_Document:_
+ + + + + + +

Every day now, more and more people across the United States are thinking about how to respond to the Occupy movement’s call for a general strike on May 1. Occupy Wall Street activists have built an impressive coalition of organized labor, immigrant-rights groups and others for “a day of economic non-cooperation” on May Day. On Tax Day, a broad spectrum of organizations helped protestors spotlight corporate tax loopholes. Assemblies from around New York City gathered in Central Park on April 14 to celebrate, share ideas and talk about campaigns. This month has also seen debate about whether the “99% Spring” week of trainings was an attempt by the institutional left to co-opt Occupy, or whether Occupy is actually co-opting and radicalizing non-profits and unions that were uninterested in direct action before the movement began.
Occupy’s spring resurgence, however colorful, still has not answered certain questions. How is Occupy Wall Street going to consult with organizations? How can this movement draw larger numbers of people into assemblies, committees and participatory structures that can serve their needs, while still connecting the dots between local ills and corporate power?
Relevant here is the story of a small group of predominantly white university students in South Africa in the early 1970s who helped to organize African workers and had a significant impact on anti-apartheid movement.
It was not easy to do labor organizing in the early 1970s. Africans had been denied collective bargaining rights since the 1920s. The state’s security apparatus was becoming more labyrinthine. Nelson Mandela and otherswere serving life-sentences for plotting sabotage attacks. In the mid-1960s, the militant South African Congress of Trade Unions had been crushed. By the next decade, there were just a few unions in which African workers were active in parallel wings. Only when black intellectuals and underground members in liberation groups teamed up with white students in Natal and began agitation work amongst workers around the demand for wages above the poverty line did the tide begin to turn.

+ + + + + + +

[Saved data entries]
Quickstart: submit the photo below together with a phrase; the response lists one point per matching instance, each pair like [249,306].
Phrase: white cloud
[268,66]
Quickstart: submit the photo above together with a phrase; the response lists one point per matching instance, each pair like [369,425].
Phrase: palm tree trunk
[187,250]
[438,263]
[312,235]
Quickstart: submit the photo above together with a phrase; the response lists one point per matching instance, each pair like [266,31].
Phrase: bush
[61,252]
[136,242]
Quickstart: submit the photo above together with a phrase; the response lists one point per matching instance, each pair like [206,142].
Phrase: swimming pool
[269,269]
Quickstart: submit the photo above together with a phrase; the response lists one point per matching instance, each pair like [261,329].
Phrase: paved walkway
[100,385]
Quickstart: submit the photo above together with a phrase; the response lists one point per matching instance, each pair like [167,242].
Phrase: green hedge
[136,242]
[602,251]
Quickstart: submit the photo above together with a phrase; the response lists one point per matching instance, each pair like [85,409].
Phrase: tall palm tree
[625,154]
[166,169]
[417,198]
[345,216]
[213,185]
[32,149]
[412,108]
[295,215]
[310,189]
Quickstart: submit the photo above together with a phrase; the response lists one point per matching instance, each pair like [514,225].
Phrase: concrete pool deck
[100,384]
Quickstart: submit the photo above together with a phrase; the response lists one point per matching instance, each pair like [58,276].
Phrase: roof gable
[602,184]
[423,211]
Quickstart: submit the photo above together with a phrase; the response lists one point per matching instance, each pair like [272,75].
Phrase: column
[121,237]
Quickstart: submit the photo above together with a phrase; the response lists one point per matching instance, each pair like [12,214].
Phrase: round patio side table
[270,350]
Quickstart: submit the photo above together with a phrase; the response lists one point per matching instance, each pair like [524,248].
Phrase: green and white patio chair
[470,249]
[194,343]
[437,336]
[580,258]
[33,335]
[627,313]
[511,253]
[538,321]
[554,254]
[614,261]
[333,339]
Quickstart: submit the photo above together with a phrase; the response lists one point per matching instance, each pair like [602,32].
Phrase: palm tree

+ + + + + + +

_Written tasks:_
• a. According to the Occupy article, since when had Africans in South Africa been denied collective bargaining rights?
• b. Please quote the Occupy article between "Occupy’s spring resurgence, however" and "and corporate power?", inclusive.
The items have no connection to the Occupy article.

_Answers to each task:_
• a. Since the 1920s.

• b.
Occupy’s spring resurgence, however colorful, still has not answered certain questions. How is Occupy Wall Street going to consult with organizations? How can this movement draw larger numbers of people into assemblies, committees and participatory structures that can serve their needs, while still connecting the dots between local ills and corporate power?